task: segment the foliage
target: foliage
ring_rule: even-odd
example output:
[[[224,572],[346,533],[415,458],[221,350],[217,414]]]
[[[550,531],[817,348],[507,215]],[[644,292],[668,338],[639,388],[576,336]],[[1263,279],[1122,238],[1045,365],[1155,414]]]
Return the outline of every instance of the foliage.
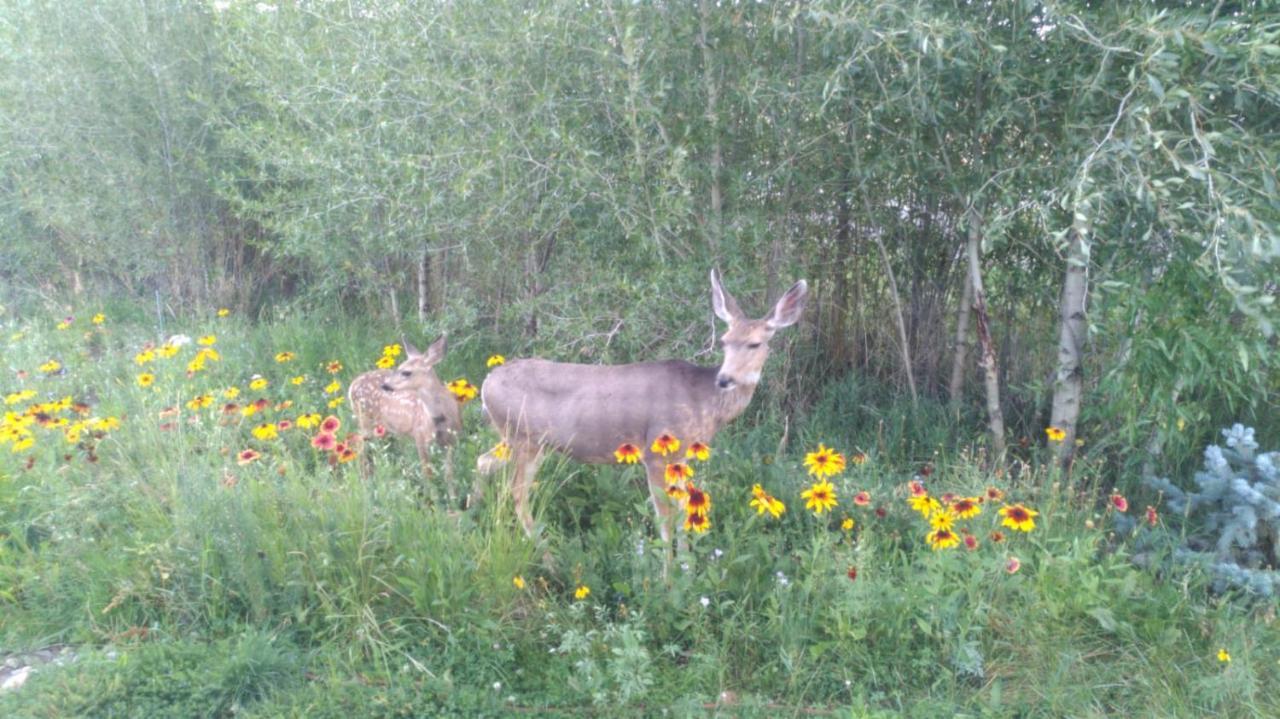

● ● ● ●

DIRECTIONS FOR THIS TASK: Copy the lines above word for word, leaving out the picture.

THE COMPLETED TASK:
task: segment the foliage
target: foliage
ring_rule: even-odd
example output:
[[[224,572],[346,533],[415,458],[221,350],[217,414]]]
[[[550,531],[817,348],[507,215]],[[644,292],[668,338],[639,388],[576,336]],[[1263,279],[1122,238],[1045,365],[1155,414]]]
Return the outline of every instance of the foliage.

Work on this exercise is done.